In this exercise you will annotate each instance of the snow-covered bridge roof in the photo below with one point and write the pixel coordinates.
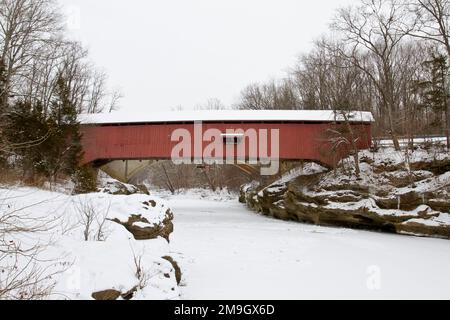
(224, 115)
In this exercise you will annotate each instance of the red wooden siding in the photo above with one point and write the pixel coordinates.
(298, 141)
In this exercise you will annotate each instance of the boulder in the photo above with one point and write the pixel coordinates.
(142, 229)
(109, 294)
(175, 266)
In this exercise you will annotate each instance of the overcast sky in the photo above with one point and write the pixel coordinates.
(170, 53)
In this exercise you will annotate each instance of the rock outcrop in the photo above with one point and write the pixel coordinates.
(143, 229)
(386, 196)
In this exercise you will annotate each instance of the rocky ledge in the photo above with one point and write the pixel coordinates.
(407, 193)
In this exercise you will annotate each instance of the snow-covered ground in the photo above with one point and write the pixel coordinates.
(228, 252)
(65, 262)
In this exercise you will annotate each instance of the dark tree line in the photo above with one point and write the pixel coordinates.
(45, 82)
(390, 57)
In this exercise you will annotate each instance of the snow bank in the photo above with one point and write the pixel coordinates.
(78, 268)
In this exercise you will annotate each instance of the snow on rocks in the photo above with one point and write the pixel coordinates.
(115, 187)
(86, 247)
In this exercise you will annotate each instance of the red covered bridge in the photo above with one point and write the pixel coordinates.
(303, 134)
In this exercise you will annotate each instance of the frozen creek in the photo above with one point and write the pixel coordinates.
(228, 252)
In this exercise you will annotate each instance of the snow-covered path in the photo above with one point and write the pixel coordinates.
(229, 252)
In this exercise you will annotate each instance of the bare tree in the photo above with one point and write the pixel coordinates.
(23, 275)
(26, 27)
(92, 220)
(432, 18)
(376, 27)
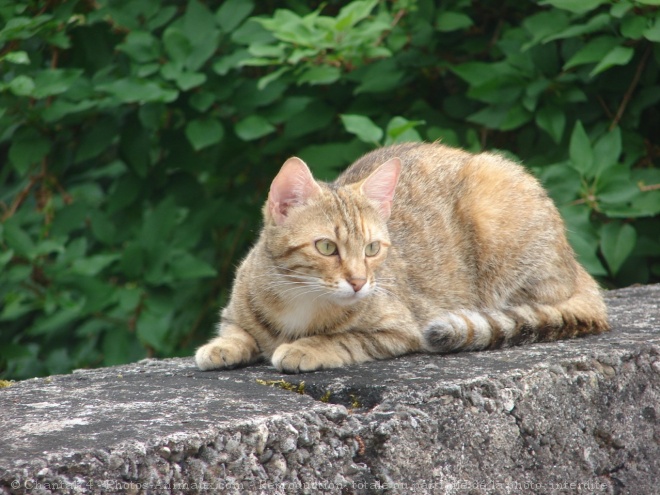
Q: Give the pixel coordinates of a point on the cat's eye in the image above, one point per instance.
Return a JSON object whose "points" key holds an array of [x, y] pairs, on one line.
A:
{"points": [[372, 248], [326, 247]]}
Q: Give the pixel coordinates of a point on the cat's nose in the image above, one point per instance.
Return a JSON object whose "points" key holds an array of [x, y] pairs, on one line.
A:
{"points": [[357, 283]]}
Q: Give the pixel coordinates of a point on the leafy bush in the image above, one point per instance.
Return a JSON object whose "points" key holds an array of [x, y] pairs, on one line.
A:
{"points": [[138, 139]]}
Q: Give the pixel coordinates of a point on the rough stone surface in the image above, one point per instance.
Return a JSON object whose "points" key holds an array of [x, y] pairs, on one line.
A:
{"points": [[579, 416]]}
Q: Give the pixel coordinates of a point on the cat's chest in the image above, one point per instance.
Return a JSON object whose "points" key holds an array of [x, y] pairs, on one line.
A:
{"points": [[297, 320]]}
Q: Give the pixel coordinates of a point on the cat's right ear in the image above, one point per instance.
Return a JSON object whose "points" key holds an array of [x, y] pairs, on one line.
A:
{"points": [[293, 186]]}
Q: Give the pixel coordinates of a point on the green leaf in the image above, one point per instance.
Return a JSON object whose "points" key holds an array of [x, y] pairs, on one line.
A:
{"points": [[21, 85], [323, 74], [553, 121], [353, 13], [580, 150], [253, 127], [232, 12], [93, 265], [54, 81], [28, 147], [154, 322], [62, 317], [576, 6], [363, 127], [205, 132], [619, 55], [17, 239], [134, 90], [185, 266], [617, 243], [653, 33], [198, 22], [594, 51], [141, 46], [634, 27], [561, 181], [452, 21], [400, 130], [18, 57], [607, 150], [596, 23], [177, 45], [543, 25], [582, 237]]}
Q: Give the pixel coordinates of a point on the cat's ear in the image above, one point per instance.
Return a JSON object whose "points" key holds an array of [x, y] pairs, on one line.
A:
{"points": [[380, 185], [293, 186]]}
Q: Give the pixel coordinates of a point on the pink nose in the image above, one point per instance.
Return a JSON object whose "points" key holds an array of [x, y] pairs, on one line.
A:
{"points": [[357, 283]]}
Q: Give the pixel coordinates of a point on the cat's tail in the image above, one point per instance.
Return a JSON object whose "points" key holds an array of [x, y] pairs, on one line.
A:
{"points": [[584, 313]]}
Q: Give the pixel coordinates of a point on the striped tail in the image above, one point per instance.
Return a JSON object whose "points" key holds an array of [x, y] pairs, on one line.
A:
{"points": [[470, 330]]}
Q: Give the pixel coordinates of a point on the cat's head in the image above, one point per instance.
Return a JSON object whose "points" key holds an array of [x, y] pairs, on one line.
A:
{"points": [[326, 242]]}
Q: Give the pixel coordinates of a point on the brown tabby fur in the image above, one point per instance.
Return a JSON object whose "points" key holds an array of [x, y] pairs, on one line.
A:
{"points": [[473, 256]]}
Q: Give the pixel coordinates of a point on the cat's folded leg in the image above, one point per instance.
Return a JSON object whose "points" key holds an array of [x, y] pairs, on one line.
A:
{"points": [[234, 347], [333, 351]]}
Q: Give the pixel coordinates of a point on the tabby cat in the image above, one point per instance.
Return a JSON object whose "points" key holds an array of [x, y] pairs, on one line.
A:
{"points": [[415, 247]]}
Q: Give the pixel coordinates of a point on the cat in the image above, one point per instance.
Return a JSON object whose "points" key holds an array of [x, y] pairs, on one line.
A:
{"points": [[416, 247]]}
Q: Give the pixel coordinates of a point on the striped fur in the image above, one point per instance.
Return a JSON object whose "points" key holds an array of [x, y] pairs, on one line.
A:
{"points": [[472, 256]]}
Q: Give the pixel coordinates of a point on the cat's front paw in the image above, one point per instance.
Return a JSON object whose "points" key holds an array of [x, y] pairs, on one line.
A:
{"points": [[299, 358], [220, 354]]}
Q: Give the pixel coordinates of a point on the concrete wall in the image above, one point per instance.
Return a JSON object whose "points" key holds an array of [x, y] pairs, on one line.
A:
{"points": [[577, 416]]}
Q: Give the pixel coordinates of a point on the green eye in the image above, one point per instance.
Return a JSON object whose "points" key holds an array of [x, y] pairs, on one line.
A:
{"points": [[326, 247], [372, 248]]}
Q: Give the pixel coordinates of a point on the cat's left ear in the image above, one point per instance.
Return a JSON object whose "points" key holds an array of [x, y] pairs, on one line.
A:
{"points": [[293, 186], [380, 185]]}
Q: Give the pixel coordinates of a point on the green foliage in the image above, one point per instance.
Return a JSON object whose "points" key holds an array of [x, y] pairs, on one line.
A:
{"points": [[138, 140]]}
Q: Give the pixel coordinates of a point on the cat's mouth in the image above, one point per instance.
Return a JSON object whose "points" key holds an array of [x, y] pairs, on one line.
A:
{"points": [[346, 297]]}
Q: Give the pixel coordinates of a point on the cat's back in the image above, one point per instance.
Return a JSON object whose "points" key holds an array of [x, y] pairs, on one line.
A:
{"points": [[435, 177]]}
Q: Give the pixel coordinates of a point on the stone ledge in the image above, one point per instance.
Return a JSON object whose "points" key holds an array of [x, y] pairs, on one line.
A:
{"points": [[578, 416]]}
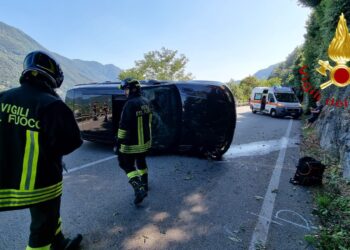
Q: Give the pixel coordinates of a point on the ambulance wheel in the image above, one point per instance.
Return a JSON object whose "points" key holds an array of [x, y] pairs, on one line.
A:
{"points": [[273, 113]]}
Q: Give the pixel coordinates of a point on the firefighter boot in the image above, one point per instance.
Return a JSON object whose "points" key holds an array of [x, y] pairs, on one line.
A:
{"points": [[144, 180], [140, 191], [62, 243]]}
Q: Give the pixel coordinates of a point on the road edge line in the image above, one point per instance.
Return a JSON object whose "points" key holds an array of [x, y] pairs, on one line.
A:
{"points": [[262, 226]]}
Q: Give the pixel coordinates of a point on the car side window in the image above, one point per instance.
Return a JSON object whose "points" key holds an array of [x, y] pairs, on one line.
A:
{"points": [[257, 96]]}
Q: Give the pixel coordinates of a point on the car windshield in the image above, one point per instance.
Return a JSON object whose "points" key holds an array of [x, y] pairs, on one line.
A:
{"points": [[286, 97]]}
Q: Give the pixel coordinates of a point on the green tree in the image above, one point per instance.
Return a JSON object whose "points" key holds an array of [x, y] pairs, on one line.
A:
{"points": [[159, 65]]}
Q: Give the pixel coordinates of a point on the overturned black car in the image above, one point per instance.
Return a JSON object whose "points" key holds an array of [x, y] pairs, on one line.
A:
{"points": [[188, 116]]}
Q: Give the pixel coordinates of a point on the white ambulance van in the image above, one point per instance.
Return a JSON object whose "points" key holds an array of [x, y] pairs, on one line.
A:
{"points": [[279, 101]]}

_EXERCISE:_ Set down, unchanged, the line that contains "Q: Give the pixel coordinates of a point on the ambulance" together with every later line in the records, through the last one.

_OUTPUT OF THE EXERCISE:_
Q: Give the pixel coordinates of a point on the ambulance wheel in the image above, one point per instance.
Return a JSON object whose "points" key holds an array of [x, y] pairs, on one line.
A:
{"points": [[273, 113]]}
Q: Give the pixel coordinates of a point on the firefighter boot in the image above, one point per instance.
Return a JSON object whose "points" key holds an array of [x, y] pairs, on one line.
A:
{"points": [[144, 180], [140, 191], [62, 243]]}
Q: Give the pixel coordinates of a point on the road edge line in the image above, one point per instance.
Return a JSON object whose "points" key holds an array of [x, y] pairs, on one line.
A:
{"points": [[262, 226]]}
Q: Give the pixel coordinates of a point on the car side window in the image above, one point per instance.
Return a JSON object whose "points" key holds an array of [x, y] pairs, on one line.
A:
{"points": [[257, 96]]}
Q: Give the pixel coordinates of a point on the car windshield in the image above, one point per instance.
Return a JSON object whose "points" key holds an array of [x, y] pairs, on one line.
A:
{"points": [[286, 97]]}
Q: Give the pixel coordinates of a point on the green tree in the image above, one point per instance.
Return a JSON object whose "points" key holds an array of [x, y] pairs, on one line.
A:
{"points": [[159, 65]]}
Q: Give the pixel coordinates of a point on the overturned black car in the image above, one point per instance.
Return a JSON object whose "points" key holds an array of [x, y] pairs, on one line.
A:
{"points": [[188, 116]]}
Q: Give the pixel coordinates of a point on the white ambulance van in the image above, one point per instance.
Return a JSON object whose "points" key holds an array of [x, y] pairs, on one line.
A:
{"points": [[279, 101]]}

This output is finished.